● **Alıştırma görevleri**:
**a)** Listede "Would you please locate the white" ifadesini içeren satırdan listenin sonuna kadar, iki uç da dahil olmak üzere, satırları boş olanları atlayarak "Sıra" ve "Satır" sütunlu bir Markdown tablosuna dönüştürün.
**b)** "Öteki Olarak Ölmek" sempozyumu haberini kaldığı yerden sürdürün.

● **Belge metni**:
24/10/2015 | Yazar: Yıldız Tar

‘Öteki Olarak Ölmek’ sempozyumu İzmir’de başladı.

“Öteki Olarak Ölmek” sempozyumunun ilk oturumunda akademisyenler ötekilerin ölü bedenlerine dönük çoğunluğun, devletin, kamu gücünün, aile gibi çeşitli toplumsal kurumların pratiklerini tartıştı.

Kaos GL Derneği, Hacı Bektaş Veli Anadolu Kültür Vakfı ve Halkların Köprüsü Derneği’nin düzenlediği “Ölülerimiz, Biz // Öteki Olarak Ölmek” sempozyumu İzmir İsmet İnönü Kültür Sanat Merkezi’nde başladı.

Ankara Üniversitesi Siyaset ve Sosyal Bilimler Ana Bilim Dalı’ndan Prof. Dr. Ayhan Yalçınkaya sempozyum sunumuna, Nazım Hikmet’in “Ölüme Dair” şiirini hatırlatarak başladı. Sempozyumun çerçevesini çizen Yalçınkaya, “Diriyken ekmek parası uğruna çalışan trans beden ölürken tehdit olur. Bu devran tüm ötekilerin ölü bedenlerine el koyarak döner” dedi.

‘Özü dara çekme’ çağrısı

Yalçınkaya sempozyumun önemini şu sözlerle ifade etti: “Bu sempozyumda ilk kez Alevi hareketi, Kaos GL ve HDK bileşeni Halkların Köprüsü Derneği bir araya geliyor. Bu üç lanetli kesim artık bu lanetten el birliğiyle kurtulmak arzusunda.”

Ankara katliamında yitirdiğimiz canları hatırlatan Yalçınkaya, “Alevilerde ölüm yoktur devir vardır. Cümlemizin devri daim olsun” şeklinde konuştu. Yalçınkaya saygı duruşu yerine ‘özü dara çekme’ çağrısı yaparak şöyle devam etti:

“Ankara katliamında öldürülenler, 1915, sürülen Rumlar, 5-6 Eylül, Dersim’de katledilen, Maraş, Sivas, hunharca sessiz sedasız katledilen eşcinsel ve translar darda durup kendilerine özgürlük tanımamızı bekliyorlar. Kendi kendimizle yüzleşmediğimiz sürece bu özgürlüğü tanıyamayız. Yine kendi rızalığımızı kendimize vermedikçe yüzleşemeyiz. Ben sizi hiç ayağa kalkmadan kendi özümüzü dara çekmeye davet ediyorum.”

Yalçınkaya; Hacı Lokman Birlik’in cenazesine yapılanları ve Aziz Güler’in ölü bedeninin Rojava’dan Türkiye’ye geçişinin engellenmesini hatırlatarak, “Ölü bedenlere yapılanlarla yok edilmek istenen insani varoluşları” dedi.

● **Veri kümesi alıntısı**:
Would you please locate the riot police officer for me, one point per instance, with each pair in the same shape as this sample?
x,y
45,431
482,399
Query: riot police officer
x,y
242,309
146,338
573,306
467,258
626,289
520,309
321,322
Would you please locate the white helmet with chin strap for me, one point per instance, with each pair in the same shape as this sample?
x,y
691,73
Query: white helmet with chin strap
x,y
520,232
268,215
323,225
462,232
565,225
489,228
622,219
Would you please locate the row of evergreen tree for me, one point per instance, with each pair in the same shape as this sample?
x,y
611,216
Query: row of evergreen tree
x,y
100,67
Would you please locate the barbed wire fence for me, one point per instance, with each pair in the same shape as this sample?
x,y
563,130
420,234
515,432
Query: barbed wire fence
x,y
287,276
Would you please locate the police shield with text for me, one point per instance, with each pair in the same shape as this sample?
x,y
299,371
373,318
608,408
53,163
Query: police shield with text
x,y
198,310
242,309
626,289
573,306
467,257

● **Görev yanıtları**:
**a)**
| Sıra | Satır |
|---|---|
| 1 | Would you please locate the white helmet with chin strap for me, one point per instance, with each pair in the same shape as this sample? |
| 2 | x,y |
| 3 | 691,73 |
| 4 | Query: white helmet with chin strap |
| 5 | x,y |
| 6 | 520,232 |
| 7 | 268,215 |
| 8 | 323,225 |
| 9 | 462,232 |
| 10 | 565,225 |
| 11 | 489,228 |
| 12 | 622,219 |
| 13 | Would you please locate the row of evergreen tree for me, one point per instance, with each pair in the same shape as this sample? |
| 14 | x,y |
| 15 | 611,216 |
| 16 | Query: row of evergreen tree |
| 17 | x,y |
| 18 | 100,67 |
| 19 | Would you please locate the barbed wire fence for me, one point per instance, with each pair in the same shape as this sample? |
| 20 | x,y |
| 21 | 563,130 |
| 22 | 420,234 |
| 23 | 515,432 |
| 24 | Query: barbed wire fence |
| 25 | x,y |
| 26 | 287,276 |
| 27 | Would you please locate the police shield with text for me, one point per instance, with each pair in the same shape as this sample? |
| 28 | x,y |
| 29 | 299,371 |
| 30 | 373,318 |
| 31 | 608,408 |
| 32 | 53,163 |
| 33 | Query: police shield with text |
| 34 | x,y |
| 35 | 198,310 |
| 36 | 242,309 |
| 37 | 626,289 |
| 38 | 573,306 |
| 39 | 467,257 |

**b)**
“Ölü bedene saygı kurucu bir ilke değil”

Yalçınkaya’nın ardından Ankara Üniversitesi Siyasal Bilgiler Fakültesi’nden Prof. Dr. Gökçen Alpkaya açılış bildirgesini sundu. Sophokles’in Antigone oyununu hatırlatan Alpkaya, “Antigone kralın emri karşısında tanrıların yazısız ve ezeli yasalarına riayet ederek kardeşini gömer. Evrensel insan hakları tam da buradan doğmuştur” ifadelerini kullandı.

“Ölülerimiz bizi hem geçmişe hem de ne olduğunu bilmediğimiz geleceğe bağlayan biricik parçamız değil mi” diye soran Alpkaya Anayasa’da ölüye veya ölü bedene saygıya ilişkin herhangi bir madde olmadığını belirtti ve ekledi: “Ölü bedene saygının anayasal toplumlar bakımından kurucu bir ilke olmadığını söyleyebiliriz.”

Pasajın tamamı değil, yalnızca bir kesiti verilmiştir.